■ **PROBLEM TO SOLVE**
Extract the text of each entry below exactly, leaving every image behind.

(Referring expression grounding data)
****
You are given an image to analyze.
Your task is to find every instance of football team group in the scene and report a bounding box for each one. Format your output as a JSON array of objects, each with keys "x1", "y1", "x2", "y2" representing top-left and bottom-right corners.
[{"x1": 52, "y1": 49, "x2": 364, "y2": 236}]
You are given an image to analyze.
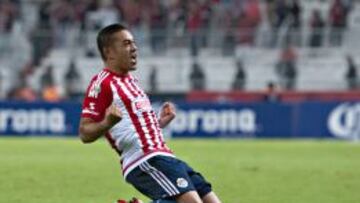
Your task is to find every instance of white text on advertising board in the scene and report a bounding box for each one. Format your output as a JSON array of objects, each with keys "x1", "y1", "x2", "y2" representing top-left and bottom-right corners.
[
  {"x1": 0, "y1": 109, "x2": 65, "y2": 133},
  {"x1": 170, "y1": 109, "x2": 257, "y2": 134},
  {"x1": 328, "y1": 103, "x2": 360, "y2": 139}
]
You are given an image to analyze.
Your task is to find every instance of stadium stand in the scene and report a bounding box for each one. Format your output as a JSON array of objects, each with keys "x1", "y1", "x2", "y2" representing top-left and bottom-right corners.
[{"x1": 0, "y1": 0, "x2": 359, "y2": 101}]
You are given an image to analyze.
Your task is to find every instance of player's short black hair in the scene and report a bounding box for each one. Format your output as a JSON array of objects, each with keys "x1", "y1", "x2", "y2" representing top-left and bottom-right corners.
[{"x1": 97, "y1": 23, "x2": 128, "y2": 60}]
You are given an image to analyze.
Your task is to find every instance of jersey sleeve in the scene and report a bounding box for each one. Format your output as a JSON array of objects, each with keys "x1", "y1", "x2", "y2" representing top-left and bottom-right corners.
[{"x1": 81, "y1": 76, "x2": 113, "y2": 122}]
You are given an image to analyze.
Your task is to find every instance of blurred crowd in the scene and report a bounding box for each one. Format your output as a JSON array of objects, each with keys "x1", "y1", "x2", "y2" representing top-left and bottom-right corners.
[
  {"x1": 1, "y1": 0, "x2": 355, "y2": 55},
  {"x1": 0, "y1": 0, "x2": 358, "y2": 101}
]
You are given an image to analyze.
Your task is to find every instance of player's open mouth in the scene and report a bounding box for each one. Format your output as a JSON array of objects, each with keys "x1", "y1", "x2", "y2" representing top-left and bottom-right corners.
[{"x1": 131, "y1": 55, "x2": 137, "y2": 65}]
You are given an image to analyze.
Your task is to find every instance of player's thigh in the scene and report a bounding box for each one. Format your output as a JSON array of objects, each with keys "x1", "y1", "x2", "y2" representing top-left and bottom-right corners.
[
  {"x1": 180, "y1": 160, "x2": 213, "y2": 199},
  {"x1": 202, "y1": 191, "x2": 222, "y2": 203},
  {"x1": 175, "y1": 190, "x2": 202, "y2": 203}
]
****
■ **YOUR SOLUTION**
You are given an image to analyze.
Your task is to find every instance of football team group in the scene and report a bounding box for each one. Format your output as a JSON array of objects, each with keys "x1", "y1", "x2", "y2" representing top-left and bottom-right corners.
[{"x1": 52, "y1": 49, "x2": 364, "y2": 236}]
You are given an image to analyze.
Your task is to find every instance of white text on advertising board in the scene and report a bounding box for each one. Format your output as a JSON array of objects, each with keys "x1", "y1", "x2", "y2" representing top-left and bottom-right corners.
[
  {"x1": 0, "y1": 109, "x2": 65, "y2": 133},
  {"x1": 170, "y1": 109, "x2": 257, "y2": 134},
  {"x1": 328, "y1": 103, "x2": 360, "y2": 139}
]
You are given an image to analyze.
Your task is to find every instance of stadium stand in the scene and report a bounding box for each one. Format your output as a JSON array of objects, each with keys "x1", "y1", "x2", "y2" representing top-left and bottom-right corners.
[{"x1": 0, "y1": 0, "x2": 359, "y2": 101}]
You are given an image to analyze.
Your task is to find every instance of player's short black hair in the scene and report a bounding box for each one. Format your output as a JSON array of objects, each with keys "x1", "y1", "x2", "y2" representing top-left and bottom-right corners.
[{"x1": 97, "y1": 23, "x2": 128, "y2": 60}]
You are given an image to analyze.
Your task is to find every instance of jersey sleeve in the scene and report a bounding box for each one. Format your output as a JSON array of objects, each with keys "x1", "y1", "x2", "y2" representing top-left and bottom-right corners.
[{"x1": 81, "y1": 76, "x2": 113, "y2": 122}]
You are given an image to analyze.
Your task is to find every instance of blurred crowd in the scene and report a bounding box for each one. Format your output as a JSON array of objects, each with keys "x1", "y1", "x2", "y2" representing top-left and bottom-right corners.
[
  {"x1": 1, "y1": 0, "x2": 355, "y2": 55},
  {"x1": 0, "y1": 0, "x2": 358, "y2": 101}
]
You are given an image to analyze.
Your task is to find every instance of player's open mouth in the scene and report a bounding box for each one. Format your output as a JSON array of objects, each with keys "x1", "y1", "x2", "y2" representing top-left and bottom-right corners.
[{"x1": 131, "y1": 55, "x2": 137, "y2": 65}]
You are given an image to analyze.
Your task is to find every instance of player's thigh in the scene and report a bounding box for each one. Format your output as a JSON array of objects, each with keys "x1", "y1", "x2", "y2" representing top-left and bottom-right corners.
[
  {"x1": 180, "y1": 160, "x2": 213, "y2": 199},
  {"x1": 202, "y1": 191, "x2": 222, "y2": 203},
  {"x1": 175, "y1": 190, "x2": 202, "y2": 203}
]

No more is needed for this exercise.